▶ SET TASK
Express each line of the records below as one string in a JSON list, omitting blank lines.

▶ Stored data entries
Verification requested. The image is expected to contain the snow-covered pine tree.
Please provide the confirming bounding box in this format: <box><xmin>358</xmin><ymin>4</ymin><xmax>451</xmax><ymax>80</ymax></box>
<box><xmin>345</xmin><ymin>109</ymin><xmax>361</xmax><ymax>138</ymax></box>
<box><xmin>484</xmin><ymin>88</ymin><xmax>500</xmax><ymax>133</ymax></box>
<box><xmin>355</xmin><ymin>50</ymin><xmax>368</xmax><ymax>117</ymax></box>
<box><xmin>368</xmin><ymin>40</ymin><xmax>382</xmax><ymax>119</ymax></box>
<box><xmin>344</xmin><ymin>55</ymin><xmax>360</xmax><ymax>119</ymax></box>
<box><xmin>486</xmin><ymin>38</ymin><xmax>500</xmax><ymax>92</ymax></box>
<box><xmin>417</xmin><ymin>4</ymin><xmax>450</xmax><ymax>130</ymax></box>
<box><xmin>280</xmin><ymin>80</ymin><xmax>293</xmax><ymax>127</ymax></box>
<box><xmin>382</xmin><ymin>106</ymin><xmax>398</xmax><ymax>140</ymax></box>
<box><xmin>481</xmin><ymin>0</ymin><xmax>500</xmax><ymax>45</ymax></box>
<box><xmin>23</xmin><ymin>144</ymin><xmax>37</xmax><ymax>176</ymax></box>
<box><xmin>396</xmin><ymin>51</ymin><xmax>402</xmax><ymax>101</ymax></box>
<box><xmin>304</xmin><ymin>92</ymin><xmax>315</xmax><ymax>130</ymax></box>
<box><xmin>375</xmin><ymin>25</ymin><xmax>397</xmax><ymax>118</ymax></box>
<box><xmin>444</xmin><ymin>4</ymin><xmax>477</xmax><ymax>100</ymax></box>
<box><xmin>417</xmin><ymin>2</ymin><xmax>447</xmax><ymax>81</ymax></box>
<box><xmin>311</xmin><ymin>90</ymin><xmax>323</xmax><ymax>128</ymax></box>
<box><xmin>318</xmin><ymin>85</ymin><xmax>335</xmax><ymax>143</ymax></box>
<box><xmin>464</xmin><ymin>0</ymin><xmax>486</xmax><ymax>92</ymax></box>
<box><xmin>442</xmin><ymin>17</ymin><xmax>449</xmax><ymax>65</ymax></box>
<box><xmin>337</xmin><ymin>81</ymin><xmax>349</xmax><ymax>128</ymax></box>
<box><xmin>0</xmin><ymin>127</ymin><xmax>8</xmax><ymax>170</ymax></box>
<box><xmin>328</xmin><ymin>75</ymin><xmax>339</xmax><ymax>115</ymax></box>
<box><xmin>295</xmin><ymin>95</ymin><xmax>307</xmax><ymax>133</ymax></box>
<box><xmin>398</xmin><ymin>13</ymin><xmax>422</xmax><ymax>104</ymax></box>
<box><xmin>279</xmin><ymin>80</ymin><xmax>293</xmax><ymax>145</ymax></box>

▶ TASK RESULT
[
  "Verification requested. The image is expected to contain the snow-covered pine tree.",
  "Please provide the confirming bounding box in this format: <box><xmin>358</xmin><ymin>4</ymin><xmax>451</xmax><ymax>80</ymax></box>",
  "<box><xmin>345</xmin><ymin>109</ymin><xmax>361</xmax><ymax>138</ymax></box>",
  "<box><xmin>484</xmin><ymin>88</ymin><xmax>500</xmax><ymax>133</ymax></box>",
  "<box><xmin>355</xmin><ymin>50</ymin><xmax>368</xmax><ymax>117</ymax></box>",
  "<box><xmin>368</xmin><ymin>40</ymin><xmax>382</xmax><ymax>119</ymax></box>",
  "<box><xmin>344</xmin><ymin>55</ymin><xmax>360</xmax><ymax>119</ymax></box>",
  "<box><xmin>486</xmin><ymin>38</ymin><xmax>500</xmax><ymax>92</ymax></box>",
  "<box><xmin>417</xmin><ymin>4</ymin><xmax>450</xmax><ymax>130</ymax></box>",
  "<box><xmin>280</xmin><ymin>80</ymin><xmax>293</xmax><ymax>127</ymax></box>",
  "<box><xmin>382</xmin><ymin>106</ymin><xmax>398</xmax><ymax>140</ymax></box>",
  "<box><xmin>481</xmin><ymin>0</ymin><xmax>500</xmax><ymax>45</ymax></box>",
  "<box><xmin>23</xmin><ymin>144</ymin><xmax>37</xmax><ymax>176</ymax></box>",
  "<box><xmin>396</xmin><ymin>51</ymin><xmax>402</xmax><ymax>101</ymax></box>",
  "<box><xmin>304</xmin><ymin>92</ymin><xmax>315</xmax><ymax>130</ymax></box>",
  "<box><xmin>375</xmin><ymin>25</ymin><xmax>397</xmax><ymax>118</ymax></box>",
  "<box><xmin>444</xmin><ymin>4</ymin><xmax>477</xmax><ymax>100</ymax></box>",
  "<box><xmin>417</xmin><ymin>2</ymin><xmax>447</xmax><ymax>81</ymax></box>",
  "<box><xmin>311</xmin><ymin>90</ymin><xmax>323</xmax><ymax>128</ymax></box>",
  "<box><xmin>318</xmin><ymin>85</ymin><xmax>335</xmax><ymax>143</ymax></box>",
  "<box><xmin>464</xmin><ymin>0</ymin><xmax>486</xmax><ymax>92</ymax></box>",
  "<box><xmin>442</xmin><ymin>17</ymin><xmax>449</xmax><ymax>65</ymax></box>",
  "<box><xmin>337</xmin><ymin>81</ymin><xmax>349</xmax><ymax>128</ymax></box>",
  "<box><xmin>0</xmin><ymin>127</ymin><xmax>8</xmax><ymax>170</ymax></box>",
  "<box><xmin>328</xmin><ymin>75</ymin><xmax>339</xmax><ymax>115</ymax></box>",
  "<box><xmin>295</xmin><ymin>95</ymin><xmax>307</xmax><ymax>133</ymax></box>",
  "<box><xmin>398</xmin><ymin>13</ymin><xmax>422</xmax><ymax>104</ymax></box>",
  "<box><xmin>279</xmin><ymin>80</ymin><xmax>293</xmax><ymax>145</ymax></box>"
]